◆ Problem requirements: Carry on the essay about school math requirements below, picking up after its last sentence. The listing that follows the essay is not part of it.

=== Extract to read ===

Hatred and hostility are not hallmarks of literacy. And raising test scores isn't the cure. I suspect the current emphasis on high-stake tests and the accompanying move to stiffen math requirements--such as the "algebra for all" movement—will only intensify the ill will adults harbor against math.

The rationale for requirements warrants scrutiny. The prevalent attitude seems to be that school math ought to prepare one for every eventuality. If there is some chance, however remote, that someday one will encounter, say, a quadratic equation, then include it in the curriculum. Then there is the insidious practice of using math requirements to weed students out of programs, for example, requiring a full-blown calculus course for pre-meds—I never have understood what learning calculus has to do with practicing medicine.

Math in the News

By Dr. Eugene Maier

When I was chair of a small college math department, to the surprise of my colleagues in other departments, I fought against establishing a college-wide math requirement. I had two reasons. First of all, I didn't want students in math classes who didn't want to be there and, secondly, the math department had all the students it could handle. I had no control over what other departments and programs required, and if a student questioned me about why they had to take a certain course, I told them to go ask their advisor. As far as I was concerned, they were free to drop the course. If they didn't want to be there, I didn't want them there.

=== Dataset content ===

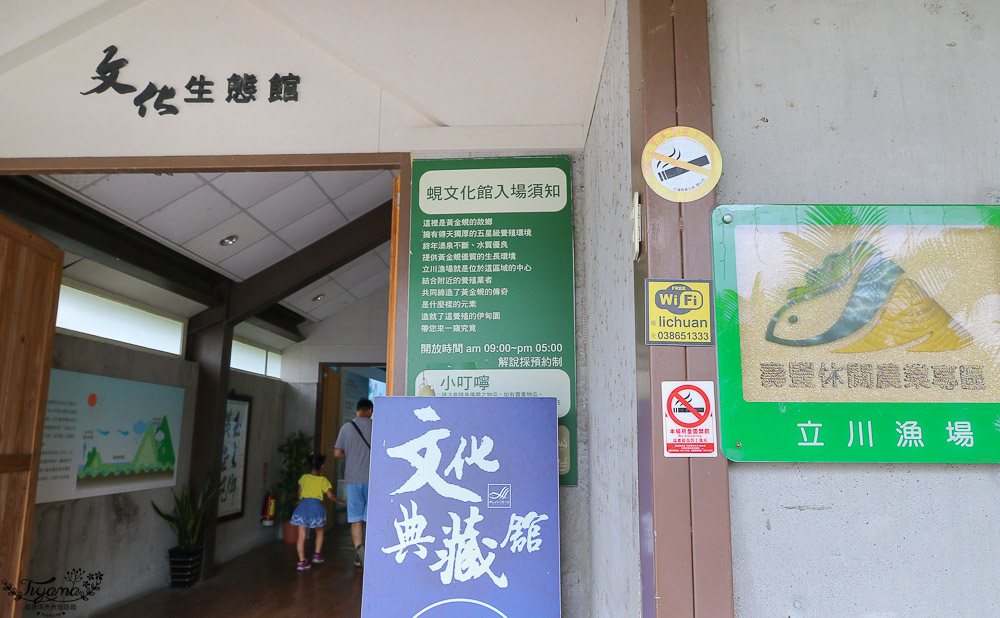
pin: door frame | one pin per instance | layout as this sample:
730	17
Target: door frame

===

◆ Result below:
It's not that I discouraged students from taking mathematics, but I had little success motivating recalcitrant students by trying to convince them that learning the math at hand was critical for their future well-being.Wondering why, it occurred to me that I was lying to many of them. So I decided to tell the truth. I told them they may never have need of the particular mathematics being studied and, further, it was impossible to know what mathematics, if any, they might encounter in their lifetime.

Then I would tell them what I wanted for them: that they develop their mathematical aptitude and abilities so if, at any time in their lives, they had the need or desire to learn about a particular mathematical topic, they felt capable and confident of doing so. To accomplish this, to a large extent, it didn't matter what topics we studied as long as it furthered their mathematical development. Once I adopted this attitude, the hostile "what's this good for?" challenges largely disappeared.

It seems to me that we as a nation are gifted enough to be able to figure out an educational system in which hordes of students aren't forced to take courses that end up as negative experiences. As a start, we can adopt more modest goals for school math. Let's not attempt to determine and prepare students for any possible use they might make of mathematics in their adult lives. We're not that omniscient.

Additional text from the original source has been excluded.